╭─ PAGE EXCERPT

The insurance company provided some distraction, in the rage-seizure-inducing way that insurance companies always entertain the insured. At one point, we were shown a fax by the hospital administrators saying that we weren’t allowed to be in a private room; only semi-private was covered. After two calls, one involving angry yelling, the other calm raciocination, the insurance company swore that the info sheet was meant only for the hospital, not for me to see. It seemed that it actually was okay that the FMA was sleeping on the couch in the room, saving them the cost of a hotel. They just forgot, or something.
And towards the end of the week, my insurers provided quite a few panic attacks as they debated what they were going to pay for, and how much to allot for per diem expenses, and the whole ridiculous charade that these people insist on going through as they take your money with a smile. I don’t regret having gotten the insurance, though: US$550 for the year covered pretty much any kind of accident I could get into, including this one, which will probably come close to US$3000 when all is said and done.

╰─
╭─ SUPPLIED RECORDS

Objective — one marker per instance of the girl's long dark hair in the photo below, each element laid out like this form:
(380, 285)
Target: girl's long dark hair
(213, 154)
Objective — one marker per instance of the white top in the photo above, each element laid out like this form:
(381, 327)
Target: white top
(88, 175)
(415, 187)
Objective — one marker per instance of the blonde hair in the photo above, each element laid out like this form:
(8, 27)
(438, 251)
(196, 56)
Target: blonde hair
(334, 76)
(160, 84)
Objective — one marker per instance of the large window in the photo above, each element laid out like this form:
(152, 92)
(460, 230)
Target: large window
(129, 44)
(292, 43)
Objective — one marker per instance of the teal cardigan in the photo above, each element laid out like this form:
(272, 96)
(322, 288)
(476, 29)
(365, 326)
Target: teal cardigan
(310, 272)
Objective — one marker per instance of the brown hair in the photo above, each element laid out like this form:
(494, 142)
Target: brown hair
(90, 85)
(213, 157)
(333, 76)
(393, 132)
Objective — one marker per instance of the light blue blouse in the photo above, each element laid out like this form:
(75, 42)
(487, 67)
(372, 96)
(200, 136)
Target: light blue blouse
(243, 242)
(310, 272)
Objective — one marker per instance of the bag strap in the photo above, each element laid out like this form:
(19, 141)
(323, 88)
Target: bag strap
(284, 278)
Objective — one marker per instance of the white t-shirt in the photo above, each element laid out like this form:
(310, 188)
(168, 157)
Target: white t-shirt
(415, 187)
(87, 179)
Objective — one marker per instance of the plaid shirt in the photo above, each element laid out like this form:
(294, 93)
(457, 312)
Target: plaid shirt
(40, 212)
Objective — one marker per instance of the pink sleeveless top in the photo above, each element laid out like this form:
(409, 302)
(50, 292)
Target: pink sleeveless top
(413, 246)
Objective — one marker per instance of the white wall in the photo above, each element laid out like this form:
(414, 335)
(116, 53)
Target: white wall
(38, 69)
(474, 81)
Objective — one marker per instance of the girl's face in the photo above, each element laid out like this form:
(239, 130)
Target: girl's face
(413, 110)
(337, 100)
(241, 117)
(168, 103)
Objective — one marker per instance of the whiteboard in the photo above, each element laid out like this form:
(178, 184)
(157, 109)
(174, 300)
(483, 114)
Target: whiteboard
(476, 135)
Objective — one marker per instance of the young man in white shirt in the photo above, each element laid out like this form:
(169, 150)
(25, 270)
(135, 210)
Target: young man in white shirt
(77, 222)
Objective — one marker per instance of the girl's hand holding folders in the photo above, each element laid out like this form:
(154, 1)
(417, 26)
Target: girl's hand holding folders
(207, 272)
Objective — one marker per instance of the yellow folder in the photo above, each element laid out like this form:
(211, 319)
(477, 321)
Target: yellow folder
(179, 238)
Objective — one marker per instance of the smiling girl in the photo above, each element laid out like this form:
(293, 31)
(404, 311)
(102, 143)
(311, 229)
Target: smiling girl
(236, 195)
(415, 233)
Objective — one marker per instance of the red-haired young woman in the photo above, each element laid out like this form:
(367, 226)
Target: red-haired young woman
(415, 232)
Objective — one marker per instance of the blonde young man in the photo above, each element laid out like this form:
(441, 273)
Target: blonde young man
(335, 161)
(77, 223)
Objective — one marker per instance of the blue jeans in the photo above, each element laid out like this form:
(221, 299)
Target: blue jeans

╰─

__WORK ORDER 1__.
In the hospital insurance account, how much did the year of insurance cost?
__WORK ORDER 2__.
Set down word for word the part of the hospital insurance account that begins at the words "And towards the" and ends after "said and done.".
__WORK ORDER 3__.
Resume the account of the hospital stay and the insurance company, picking up right after its final sentence.

__REPLY 1__.
US$550

__REPLY 2__.
And towards the end of the week, my insurers provided quite a few panic attacks as they debated what they were going to pay for, and how much to allot for per diem expenses, and the whole ridiculous charade that these people insist on going through as they take your money with a smile. I don’t regret having gotten the insurance, though: US$550 for the year covered pretty much any kind of accident I could get into, including this one, which will probably come close to US$3000 when all is said and done.

__REPLY 3__.
The early-morning doses of pethadine, the secret identity of Demerol, did make things a lot of sleepy fun. Apparently, I kept needing the painkiller in the morning because my erections were straining the skin around the wound area. The doctor chuckled as he told me this, and said it was a good sign.
I kept my mouth shut. A good sign would be not having four additional holes in my dick. A good sign would be not having to wrap my shlong in gauze before leaving the house, like a snake with a broken jaw. A good sign would be drinking sweet Laos coffee by the gallon in some random small village north of Luang Prabang, not choosing between CNN’s news re-runs or the Discovery Channel’s “American Chopper.”
There’s a little voice in the back of my head saying, “All will be well. You must be feeling better if you’re out of the hospital, walking around and fuming at suffering from trippus interruptus yet again.”
I’m quite glad to be on the mend, out of the hospital, swollen things swelling where and when they should be swelling, and generally functioning as normally as could be expected. Leaving the hospital today was like being born again, seeing daylight unfiltered by thick glass for the first time in 11 days. It’s an appropriate analogy, I suppose, seeing as how the whole experience was like having a second circumcision.
I can’t believe that all that happened to me, and I’m damn lucky that there was no tissue damaged, either. I should be able to continue travelling after my follow-up appointment this Friday, all healing as it should.
Still, the dicking rifuckulousness of it all is hard to swallow.
ummm.
OH.
MY.
GOD.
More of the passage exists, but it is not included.